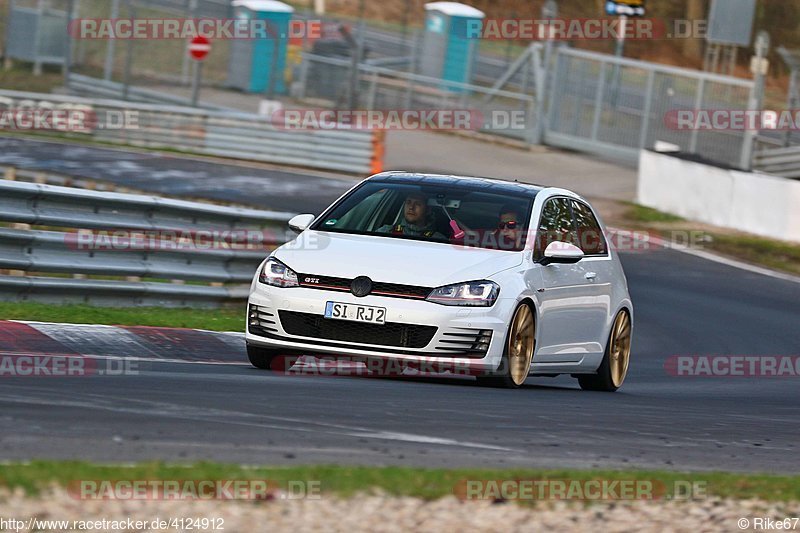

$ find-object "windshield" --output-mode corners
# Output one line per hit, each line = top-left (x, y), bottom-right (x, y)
(311, 181), (534, 251)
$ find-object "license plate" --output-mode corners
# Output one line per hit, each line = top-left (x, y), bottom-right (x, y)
(324, 301), (386, 324)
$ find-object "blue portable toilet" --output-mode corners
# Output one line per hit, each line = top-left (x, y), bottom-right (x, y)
(419, 2), (485, 87)
(227, 0), (294, 94)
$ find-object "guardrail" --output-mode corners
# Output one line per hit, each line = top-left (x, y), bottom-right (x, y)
(0, 176), (295, 308)
(753, 143), (800, 179)
(0, 89), (383, 174)
(67, 73), (236, 111)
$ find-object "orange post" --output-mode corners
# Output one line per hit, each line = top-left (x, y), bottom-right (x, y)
(370, 130), (386, 174)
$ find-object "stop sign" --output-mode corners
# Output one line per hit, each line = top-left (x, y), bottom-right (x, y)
(188, 36), (211, 61)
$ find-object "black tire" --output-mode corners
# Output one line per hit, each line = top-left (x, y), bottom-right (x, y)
(578, 310), (632, 392)
(476, 303), (535, 389)
(577, 354), (617, 392)
(246, 344), (282, 370)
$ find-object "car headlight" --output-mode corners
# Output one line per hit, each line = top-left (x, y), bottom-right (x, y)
(259, 257), (299, 287)
(426, 280), (499, 307)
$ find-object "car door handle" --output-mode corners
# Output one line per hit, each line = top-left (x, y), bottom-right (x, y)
(585, 272), (597, 281)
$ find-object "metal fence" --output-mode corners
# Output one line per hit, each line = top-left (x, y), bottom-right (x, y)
(0, 174), (293, 307)
(295, 45), (757, 168)
(0, 89), (381, 174)
(296, 19), (762, 170)
(298, 54), (537, 142)
(4, 0), (70, 72)
(752, 47), (800, 178)
(544, 47), (755, 168)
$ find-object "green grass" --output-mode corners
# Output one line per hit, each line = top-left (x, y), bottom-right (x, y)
(0, 63), (65, 93)
(618, 203), (800, 276)
(0, 462), (798, 502)
(624, 203), (685, 223)
(707, 234), (800, 276)
(0, 302), (244, 332)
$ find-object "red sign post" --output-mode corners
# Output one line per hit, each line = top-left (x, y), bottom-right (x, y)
(189, 35), (211, 61)
(188, 36), (211, 106)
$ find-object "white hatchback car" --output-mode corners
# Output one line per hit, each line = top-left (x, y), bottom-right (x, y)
(246, 172), (633, 391)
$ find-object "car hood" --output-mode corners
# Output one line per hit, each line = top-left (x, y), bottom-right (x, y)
(274, 230), (523, 287)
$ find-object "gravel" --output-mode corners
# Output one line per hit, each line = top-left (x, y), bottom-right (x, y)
(0, 488), (798, 532)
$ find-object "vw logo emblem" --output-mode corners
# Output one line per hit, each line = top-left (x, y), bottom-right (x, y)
(350, 276), (373, 297)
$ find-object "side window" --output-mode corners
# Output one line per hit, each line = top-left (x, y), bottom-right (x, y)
(534, 198), (577, 259)
(571, 200), (607, 255)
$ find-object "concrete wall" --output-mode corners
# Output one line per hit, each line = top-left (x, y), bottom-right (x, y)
(638, 150), (800, 243)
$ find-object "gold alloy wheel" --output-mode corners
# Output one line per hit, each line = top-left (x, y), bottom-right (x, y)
(609, 311), (632, 388)
(508, 305), (535, 386)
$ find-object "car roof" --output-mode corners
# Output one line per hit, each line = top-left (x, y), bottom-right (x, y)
(368, 171), (545, 198)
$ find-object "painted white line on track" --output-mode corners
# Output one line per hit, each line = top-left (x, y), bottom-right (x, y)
(343, 430), (514, 451)
(0, 351), (248, 366)
(0, 390), (512, 452)
(13, 321), (246, 337)
(609, 228), (800, 284)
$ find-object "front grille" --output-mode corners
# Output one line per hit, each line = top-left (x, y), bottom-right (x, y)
(372, 281), (431, 299)
(297, 273), (431, 300)
(278, 310), (437, 349)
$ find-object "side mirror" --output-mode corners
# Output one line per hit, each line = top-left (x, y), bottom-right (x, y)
(288, 213), (315, 233)
(540, 241), (584, 266)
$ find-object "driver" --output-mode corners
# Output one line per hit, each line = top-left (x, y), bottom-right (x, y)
(377, 192), (445, 238)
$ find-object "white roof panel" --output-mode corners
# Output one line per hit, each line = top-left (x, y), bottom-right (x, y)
(232, 0), (295, 13)
(424, 2), (484, 18)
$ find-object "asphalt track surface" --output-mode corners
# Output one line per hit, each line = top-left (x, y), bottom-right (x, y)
(0, 138), (798, 472)
(0, 135), (356, 214)
(1, 247), (799, 473)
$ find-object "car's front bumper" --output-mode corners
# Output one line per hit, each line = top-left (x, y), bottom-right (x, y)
(245, 283), (514, 373)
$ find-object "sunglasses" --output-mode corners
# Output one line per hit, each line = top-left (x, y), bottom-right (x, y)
(498, 221), (518, 230)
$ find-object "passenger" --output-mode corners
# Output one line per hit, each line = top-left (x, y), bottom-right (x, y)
(494, 204), (524, 250)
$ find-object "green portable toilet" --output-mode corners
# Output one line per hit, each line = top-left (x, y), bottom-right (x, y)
(228, 0), (294, 94)
(419, 2), (485, 87)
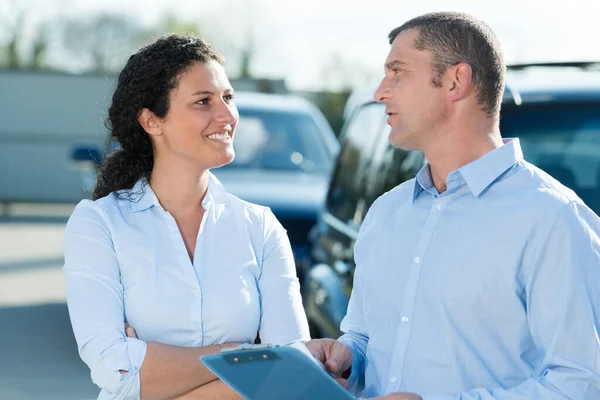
◇ ◇ ◇
DESCRIPTION OF THE TASK
When you return the listing, keep each line exact and leave the pictures out.

ANSWER TO THE EXERCISE
$ find-object "windshield" --output-mode corners
# Output one line per hit, each line = top-left (x, y), bottom-right (x, y)
(311, 181), (534, 251)
$ find-object "license plate" --output-mode corners
# Output one line per hit, each line = top-left (x, y), bottom-right (x, y)
(324, 301), (386, 324)
$ find-object "blue portable toilet" --output-mode corners
# Output one line per hit, each line = top-left (x, y), bottom-right (x, y)
(419, 2), (485, 87)
(227, 0), (294, 94)
$ find-object "guardrail" --output-mode corners
# Output one line per hit, each line = top-left (x, y), bottom-right (x, y)
(0, 176), (295, 308)
(753, 143), (800, 179)
(0, 89), (383, 174)
(67, 73), (236, 111)
$ find-object "orange post" --output-mode corners
# Output one line per hit, each line = top-left (x, y), bottom-right (x, y)
(370, 130), (386, 174)
$ find-object "stop sign" --output-mode corners
# Output one line per hit, each line = top-left (x, y), bottom-right (x, y)
(188, 36), (211, 61)
$ find-object "black tire" --output-mode corners
# Output one line per hit, each line = top-left (x, y), bottom-right (x, y)
(578, 310), (632, 392)
(476, 303), (535, 389)
(577, 354), (617, 392)
(246, 344), (282, 370)
$ find-object "car headlight" --output-mode corners
# Output one line per hit, each line = top-left (x, y), bottom-right (x, y)
(259, 257), (299, 287)
(426, 280), (499, 307)
$ find-object "car door handle" --output-mode corners
# Output one line per hit, each line = top-left (x, y), bottom-right (x, y)
(585, 272), (597, 281)
$ find-object "metal fence" --output-mode corners
# Output one line per hit, each line = top-left (x, y), bottom-right (x, y)
(0, 174), (293, 307)
(295, 45), (757, 168)
(0, 89), (381, 174)
(296, 19), (762, 170)
(298, 54), (537, 142)
(4, 0), (70, 72)
(752, 47), (800, 178)
(544, 47), (755, 168)
$ find-object "green grass" --output-mode corners
# Output one line per hit, each line = top-left (x, y), bottom-right (x, y)
(0, 63), (65, 93)
(618, 203), (800, 276)
(0, 462), (798, 502)
(624, 203), (685, 223)
(707, 234), (800, 276)
(0, 302), (244, 332)
$ find-object "red sign post" --output-mode corners
# Output one line per hit, each line = top-left (x, y), bottom-right (x, y)
(189, 35), (211, 61)
(188, 36), (211, 106)
$ find-object "white hatchback car" --output-mode corners
# Output one line per hit, each line = top-left (x, y), bottom-right (x, y)
(246, 172), (633, 391)
$ find-object "car hood" --output-mode corners
# Output one line per hit, each line = top-left (x, y), bottom-right (x, y)
(274, 230), (523, 287)
$ find-object "gravel" --output-mode corners
# Output one line per hit, each line = top-left (x, y), bottom-right (x, y)
(0, 488), (798, 532)
$ find-object "vw logo emblem" --output-mode corners
# Output one line per hit, each line = top-left (x, y), bottom-right (x, y)
(350, 276), (373, 297)
$ find-object "side window" --output-mode corners
# Output one line per hit, each line = top-left (x, y), bottom-right (x, y)
(534, 198), (577, 259)
(571, 200), (607, 255)
$ find-object "concrete wall" --output-mode corners
# Output one line per hit, each line = top-left (x, y), bottom-right (x, y)
(638, 150), (800, 243)
$ find-object "gold alloy wheel" --output-mode corners
# Output one line per hit, each line = top-left (x, y), bottom-right (x, y)
(609, 311), (632, 388)
(508, 305), (535, 386)
$ find-object "car roof" --output-mode corners
# Output one line per hit, each line = top-left (x, y), bottom-right (x, y)
(368, 171), (545, 198)
$ find-object "painted white line on track" --output-mode corners
# Output one line per hit, each line = top-left (x, y), bottom-right (x, y)
(343, 430), (514, 451)
(0, 351), (248, 366)
(0, 390), (512, 452)
(13, 321), (246, 337)
(609, 228), (800, 284)
$ find-object "front grille" --output-mode corners
# Output one line per hit, each line = top-left (x, y), bottom-right (x, y)
(372, 281), (431, 299)
(297, 273), (431, 300)
(278, 310), (437, 349)
$ find-object "side mirror" --output-mode corners
# Output one line per hit, each line = top-left (x, y), bottom-right (x, y)
(288, 213), (315, 233)
(540, 241), (584, 266)
$ find-object "driver" --output-mode corners
# Output one line per hit, each line = top-left (x, y), bottom-right (x, y)
(377, 192), (445, 238)
$ find-object "white roof panel" --output-mode corners
# Output one line per hit, each line = top-left (x, y), bottom-right (x, y)
(232, 0), (295, 13)
(424, 2), (484, 18)
$ find-object "asphalt track surface" --output-mode corners
# Output one line per hit, each line = top-left (x, y), bottom-right (x, y)
(0, 138), (798, 472)
(0, 135), (356, 214)
(1, 247), (799, 473)
$ find-object "car's front bumper" --output-mode corners
# Output one line per hit, each line = top-left (x, y), bottom-right (x, y)
(245, 283), (514, 373)
$ find-object "sunglasses" --output-mode corners
# Output one line per hit, each line = top-left (x, y), bottom-right (x, y)
(498, 221), (518, 230)
$ find-object "passenger" --output-mode corners
# Output one line per hit, each line = top-left (x, y), bottom-right (x, y)
(494, 204), (524, 250)
$ find-object "green portable toilet" --output-mode corners
# Output one line per hit, each line = top-left (x, y), bottom-right (x, y)
(228, 0), (294, 94)
(419, 2), (485, 87)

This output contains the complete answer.